Welcome to the Talking Terpenes: Behind the Blends education series. This article collection explores the biochemistry of a common family of organic molecules called terpenes. Each month, Extract Consultants publishes two new explorations of the wellness benefits offered by terpenes and—more precisely—terpene blends. This series includes citations to peer-reviewed scientific research.
This installment of the Talking Terpenes series explores the popular Extract Consultants Bruce Banner Terpene Blend. The formulation of this special terpene profile involved careful consideration of the biomechanical properties delivered by each terpene. In addition, this blend considers the influence of the entourage effect, a theory that suggests a synergistic interplay of these aromatic compounds.
Understanding Bruce Banner Terpenes
The unique mixture of terpenes featured in the formulation of our Bruce Banner Blend results in a rare fragrance profile that is equal parts diesel, sweet, and earth. Hugo Fuego, when writing for Westworld, described the Bruce Banner cultivar as featuring “strong diesel notes up front” while citing its sweet after-scent. He described the sweet layer as subtly tropical and noted OG Kush as the source of the “earthy, hashy notes” of the popular strain.

**Material provided:**
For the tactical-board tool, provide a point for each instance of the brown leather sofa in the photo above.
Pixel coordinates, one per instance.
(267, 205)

**Directions:**
1. According to the Bruce Banner terpene text, how many new explorations does Extract Consultants publish each month?
2. Using the Bruce Banner terpene text, explain why the Bruce Banner Blend has a rare fragrance profile.
The material above stands apart from the Bruce Banner terpene text.

**List of solutions:**
1. Two new explorations each month.

2. The blend's rare fragrance comes from the unique mixture of terpenes used in its formulation. That mixture produces a scent that is equal parts diesel, sweet, and earth.